## Exercise goal
Please rewrite the records, starting at the line that contains "metal fence with a single point per instance." and stopping at the end of the records. Keep the request lines as they are, and multiply every coordinate by 2.45, rounding to whole numbers with halves rounded up.

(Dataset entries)
## Begin
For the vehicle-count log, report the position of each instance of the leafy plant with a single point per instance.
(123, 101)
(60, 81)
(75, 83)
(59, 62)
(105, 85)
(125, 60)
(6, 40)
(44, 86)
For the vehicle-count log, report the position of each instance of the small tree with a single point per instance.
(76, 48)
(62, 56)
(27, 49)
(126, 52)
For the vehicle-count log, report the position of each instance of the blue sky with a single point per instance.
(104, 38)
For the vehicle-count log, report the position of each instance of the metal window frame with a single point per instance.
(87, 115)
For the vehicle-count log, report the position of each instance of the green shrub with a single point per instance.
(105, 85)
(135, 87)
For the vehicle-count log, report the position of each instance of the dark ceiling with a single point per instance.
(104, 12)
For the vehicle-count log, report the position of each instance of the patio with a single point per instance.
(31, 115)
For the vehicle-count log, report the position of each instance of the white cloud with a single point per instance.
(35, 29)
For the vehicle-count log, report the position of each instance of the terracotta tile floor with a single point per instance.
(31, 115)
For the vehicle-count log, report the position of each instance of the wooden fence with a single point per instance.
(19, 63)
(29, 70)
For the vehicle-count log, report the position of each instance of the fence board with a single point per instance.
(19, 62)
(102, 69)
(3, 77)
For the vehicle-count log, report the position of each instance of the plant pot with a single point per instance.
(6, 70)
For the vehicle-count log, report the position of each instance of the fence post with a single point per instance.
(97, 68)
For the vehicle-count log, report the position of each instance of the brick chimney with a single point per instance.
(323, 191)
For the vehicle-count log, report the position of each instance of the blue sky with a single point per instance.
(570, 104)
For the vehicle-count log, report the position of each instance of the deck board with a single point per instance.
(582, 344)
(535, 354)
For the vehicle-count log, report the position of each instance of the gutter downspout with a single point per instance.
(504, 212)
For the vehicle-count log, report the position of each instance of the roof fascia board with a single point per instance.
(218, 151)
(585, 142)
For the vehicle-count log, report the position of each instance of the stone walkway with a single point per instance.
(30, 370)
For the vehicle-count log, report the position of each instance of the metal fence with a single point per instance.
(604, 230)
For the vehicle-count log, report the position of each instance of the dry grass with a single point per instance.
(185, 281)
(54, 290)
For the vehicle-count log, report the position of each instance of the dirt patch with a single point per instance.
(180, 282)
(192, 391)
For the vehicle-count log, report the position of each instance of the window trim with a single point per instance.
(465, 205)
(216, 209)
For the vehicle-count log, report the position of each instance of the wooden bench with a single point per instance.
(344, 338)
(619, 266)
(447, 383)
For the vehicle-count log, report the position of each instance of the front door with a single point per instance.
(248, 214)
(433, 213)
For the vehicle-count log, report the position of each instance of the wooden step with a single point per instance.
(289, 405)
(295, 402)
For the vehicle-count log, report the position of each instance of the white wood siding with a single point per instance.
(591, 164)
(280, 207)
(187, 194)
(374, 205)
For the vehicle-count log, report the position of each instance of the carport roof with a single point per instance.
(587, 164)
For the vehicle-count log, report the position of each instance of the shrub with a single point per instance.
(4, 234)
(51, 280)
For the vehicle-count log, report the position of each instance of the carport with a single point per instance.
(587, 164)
## End
## Solved exercise
For the vehicle-count log, report the position of each instance of the metal fence with a single point per instance.
(1480, 564)
For the vehicle-count log, report the position of each instance of the dry grass with a single point per instance.
(453, 688)
(132, 711)
For the vehicle-count log, report the position of each instance of the dirt patch with a single point per instance.
(441, 691)
(470, 958)
For the vehicle-count log, report the position of each instance of the window trim with a single point per instance.
(1139, 502)
(529, 512)
For the vehicle-count log, report the position of each instance of the wooden bench with a single point per instance.
(843, 828)
(1517, 652)
(1095, 938)
For the vehicle-count log, report the position of each instance of the front door with a single point per instance.
(608, 524)
(1061, 522)
For the vehicle-count log, report the position of each instance of the wooden step with a single point per instance.
(708, 992)
(723, 985)
For the vehicle-count log, report the position of each instance of the white wood siding with a single point per instance.
(1448, 402)
(686, 507)
(458, 475)
(916, 502)
For the vehicle-count log, report the position of each instance of the carport roof with a single point per instance.
(1438, 402)
For the vehicle-count log, report the position of each instance of the shrub with a single point per instance.
(10, 573)
(125, 686)
For the vehicle-count log, report the position of each instance of the carport with a single point per instance.
(1438, 402)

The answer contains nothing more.